* REQUIRED WORK
a - In the nootropic mushroom article, answer each question:
(i) What active ingredient do magic mushrooms contain?
(ii) Which two chemicals in lion's mane mushroom can stimulate the production of nerve growth factor?
(iii) What chemical in cordyceps mushrooms can activate AMPA receptor signaling in the brain?
b - What uses of cognitive enhancers does the nootropic mushroom article list? Give every one.
c - Set down the stretch of the nootropic mushroom article from "What are nootropics?" through "are medicinal mushrooms.", word for word.

* SELECTED EXCERPT
******************************
Best Nootropic Mushroom Extracts for Brain Health

Feeling like your brain just isn’t working anymore? The effects of daily stress and Zoom call burnout are enough to zap your brain power and your energy. If you’re looking for a solution that won’t leave you wired and tired like slamming 4 cups of coffee will, nootropic mushrooms are for you.

What are nootropics?

A nootropic is any substance that boosts brain performance. These cognitive enhancers are used to boost focus, improve memory, foster creativity, and decrease mental fatigue at work. While some nootropics are synthetic and have been made in a lab, the safest nootropics come from nature. Some of the most effective and safe nootropics are medicinal mushrooms.

Are magic mushrooms nootropic mushrooms?

There’s been a lot of buzz about magic mushrooms, which are any mushroom that contains the active ingredient psilocybin. When used at low doses, called microdosing, these normally psychedelic mushrooms are used more in a more subtle way as a nootropic for focus and creativity. However, psilocybin mushrooms or microdosing with them remains illegal to use in most countries because they can cause hallucinogenic experiences.

Best nootropic mushrooms

So what are the best nootropic mushrooms then, and more importantly what are the legal nootropic mushrooms, which are ones you can buy and consume without risk of jail time. In this article, we’ll focus on the best nootropic mushrooms extracts that are safe to use and lab-tested for any impurities. The most popular and effective nootropic mushrooms include lion’s mane, cordyceps, and chaga mushrooms.

Lion’s mane mushroom benefits

Lion’s mane mushrooms are eaten as both a popular food and medicine in Asian countries such as China and Japan. Lion’s mane has numerous health benefits as an antioxidant and anti-inflammatory, which may help promote healthy blood flow in the brain, enhance cognitive function, and reduce memory loss. Lion’s mane mushroom contains two chemicals, erinacines and hericenones, that can stimulate the production of nerve growth factor (NGF) to promote brain cell growth and potentially repair brain injury. Finally, lion’s mane extract may promote changes in the brain that reduce the neurological effects of depression.

Cordyceps mushroom benefits

Cordyceps mushrooms have been used in traditional Chinese medicine for centuries for everything from increasing sex drive to improving fatigue. They are packed with antioxidants that protect the brain from inflammation and memory loss due to aging. Cordyceps may even boost mood, but through a different pathway than traditional antidepressants. This is likely due to the cordyceps mushrooms containing a chemical called cordycepin that can activate AMPA receptor signaling in the brain, improving focus and memory.
******************************
* EXCERPTED RECORDS
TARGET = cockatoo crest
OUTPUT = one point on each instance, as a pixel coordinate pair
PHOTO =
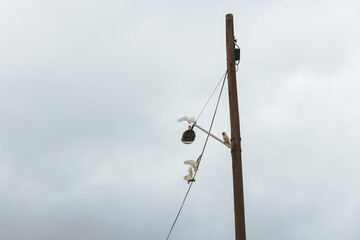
(188, 119)
(190, 177)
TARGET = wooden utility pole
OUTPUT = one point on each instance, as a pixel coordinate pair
(235, 132)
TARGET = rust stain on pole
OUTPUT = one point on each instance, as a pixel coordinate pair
(235, 133)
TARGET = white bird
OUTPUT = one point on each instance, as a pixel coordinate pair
(226, 138)
(194, 164)
(190, 177)
(188, 119)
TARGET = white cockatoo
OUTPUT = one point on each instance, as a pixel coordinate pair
(190, 120)
(194, 164)
(226, 138)
(190, 177)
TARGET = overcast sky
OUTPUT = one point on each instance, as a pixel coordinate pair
(90, 94)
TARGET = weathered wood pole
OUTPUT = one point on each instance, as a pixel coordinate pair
(235, 132)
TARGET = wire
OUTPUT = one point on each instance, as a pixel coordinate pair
(223, 76)
(202, 153)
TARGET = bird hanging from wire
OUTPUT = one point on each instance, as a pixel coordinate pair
(226, 138)
(188, 119)
(194, 164)
(190, 177)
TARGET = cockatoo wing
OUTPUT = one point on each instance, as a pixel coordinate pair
(188, 119)
(197, 161)
(190, 172)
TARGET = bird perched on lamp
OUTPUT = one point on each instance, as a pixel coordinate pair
(194, 164)
(190, 177)
(226, 138)
(190, 120)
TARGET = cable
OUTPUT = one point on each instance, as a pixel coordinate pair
(202, 153)
(211, 95)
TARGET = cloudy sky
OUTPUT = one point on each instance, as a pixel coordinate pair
(90, 94)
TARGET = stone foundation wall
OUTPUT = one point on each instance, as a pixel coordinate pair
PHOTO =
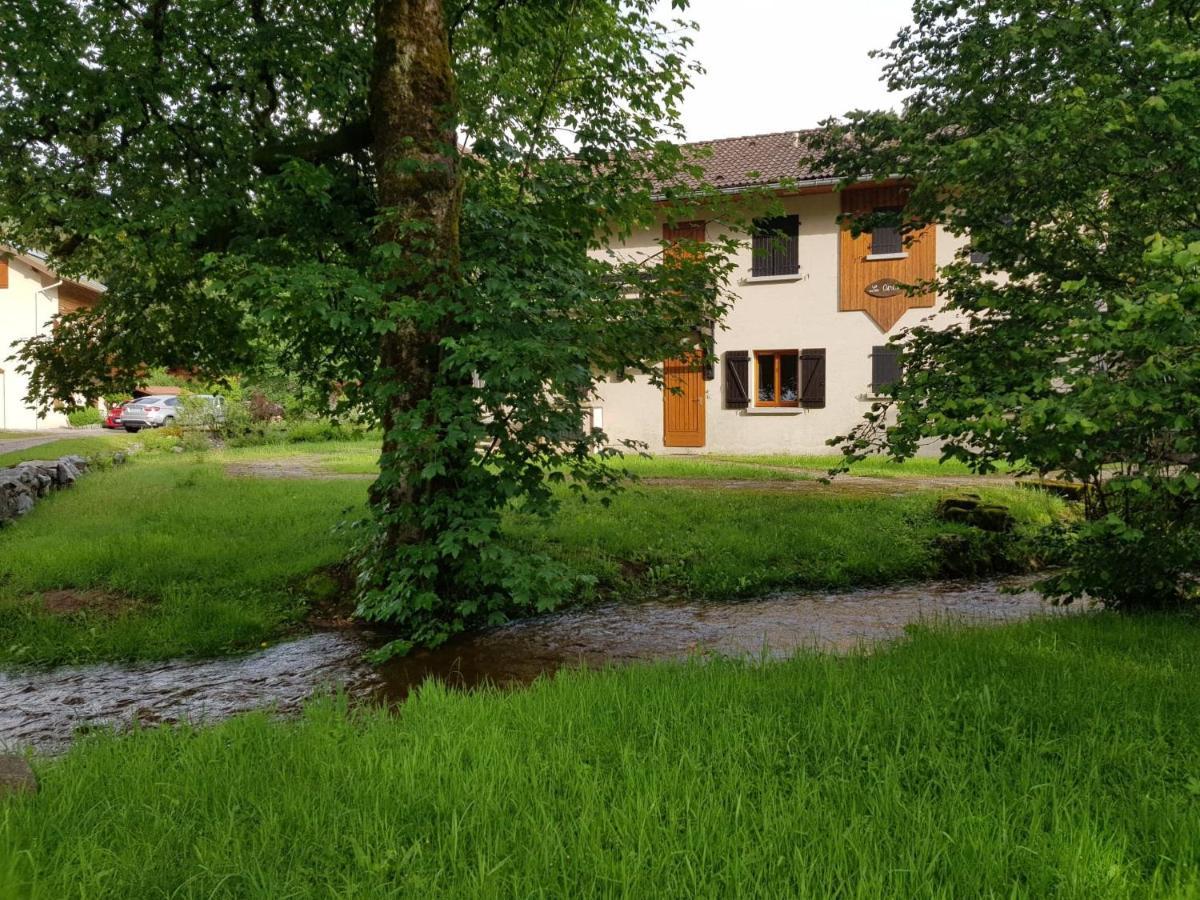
(23, 485)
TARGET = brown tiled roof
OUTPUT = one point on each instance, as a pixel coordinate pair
(759, 159)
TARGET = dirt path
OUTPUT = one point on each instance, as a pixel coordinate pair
(816, 480)
(11, 447)
(311, 467)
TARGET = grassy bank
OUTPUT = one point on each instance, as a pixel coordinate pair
(165, 557)
(1051, 759)
(93, 445)
(173, 556)
(873, 467)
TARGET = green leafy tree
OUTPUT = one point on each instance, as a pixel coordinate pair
(407, 203)
(1062, 138)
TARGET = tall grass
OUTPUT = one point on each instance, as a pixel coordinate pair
(208, 562)
(1053, 759)
(873, 466)
(715, 544)
(67, 447)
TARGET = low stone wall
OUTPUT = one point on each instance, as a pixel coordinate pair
(27, 483)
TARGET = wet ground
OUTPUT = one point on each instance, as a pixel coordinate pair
(45, 709)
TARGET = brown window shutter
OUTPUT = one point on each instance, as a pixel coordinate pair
(775, 246)
(885, 369)
(737, 379)
(813, 378)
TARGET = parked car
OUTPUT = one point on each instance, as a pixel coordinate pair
(198, 409)
(150, 413)
(113, 418)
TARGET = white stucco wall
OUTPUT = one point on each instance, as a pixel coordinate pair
(778, 316)
(24, 312)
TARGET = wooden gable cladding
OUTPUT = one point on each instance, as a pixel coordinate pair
(857, 273)
(73, 298)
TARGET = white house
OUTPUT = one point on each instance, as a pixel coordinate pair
(802, 353)
(30, 295)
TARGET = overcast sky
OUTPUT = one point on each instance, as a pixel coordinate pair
(775, 65)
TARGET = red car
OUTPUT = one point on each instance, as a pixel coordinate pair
(113, 420)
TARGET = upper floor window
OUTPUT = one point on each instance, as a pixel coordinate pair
(775, 246)
(886, 240)
(885, 367)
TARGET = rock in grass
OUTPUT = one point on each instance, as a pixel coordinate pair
(16, 775)
(970, 509)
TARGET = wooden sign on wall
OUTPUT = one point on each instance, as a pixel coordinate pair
(873, 286)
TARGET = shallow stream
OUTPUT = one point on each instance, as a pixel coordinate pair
(45, 709)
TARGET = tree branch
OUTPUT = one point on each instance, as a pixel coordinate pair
(351, 138)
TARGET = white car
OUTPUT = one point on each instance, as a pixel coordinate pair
(160, 411)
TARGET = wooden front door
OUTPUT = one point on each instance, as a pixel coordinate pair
(683, 409)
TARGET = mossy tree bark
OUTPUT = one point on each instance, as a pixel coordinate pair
(413, 119)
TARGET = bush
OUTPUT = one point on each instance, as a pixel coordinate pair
(85, 417)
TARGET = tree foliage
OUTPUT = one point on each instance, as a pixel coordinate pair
(1062, 138)
(222, 168)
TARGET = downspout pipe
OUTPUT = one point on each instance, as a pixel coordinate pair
(37, 323)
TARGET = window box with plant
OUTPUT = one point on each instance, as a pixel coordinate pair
(784, 381)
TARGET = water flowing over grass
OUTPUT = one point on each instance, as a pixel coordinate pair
(172, 555)
(1049, 759)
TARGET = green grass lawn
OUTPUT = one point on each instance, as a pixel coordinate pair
(874, 466)
(210, 561)
(102, 445)
(202, 563)
(1050, 759)
(714, 544)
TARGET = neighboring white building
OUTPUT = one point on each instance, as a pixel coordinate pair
(803, 347)
(30, 297)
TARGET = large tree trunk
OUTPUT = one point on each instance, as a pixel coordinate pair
(413, 120)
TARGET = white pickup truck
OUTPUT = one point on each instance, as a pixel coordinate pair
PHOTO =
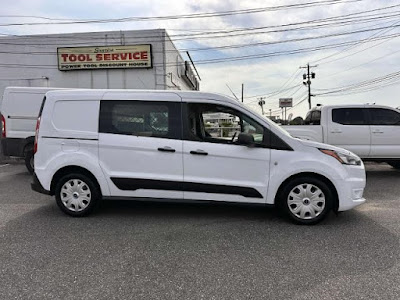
******************************
* EXERCISE RESPONSES
a -
(i) Psilocybin
(ii) Erinacines and hericenones
(iii) Cordycepin

b -
- Boost focus
- Improve memory
- Foster creativity
- Decrease mental fatigue at work

c -
What are nootropics?

A nootropic is any substance that boosts brain performance. These cognitive enhancers are used to boost focus, improve memory, foster creativity, and decrease mental fatigue at work. While some nootropics are synthetic and have been made in a lab, the safest nootropics come from nature. Some of the most effective and safe nootropics are medicinal mushrooms.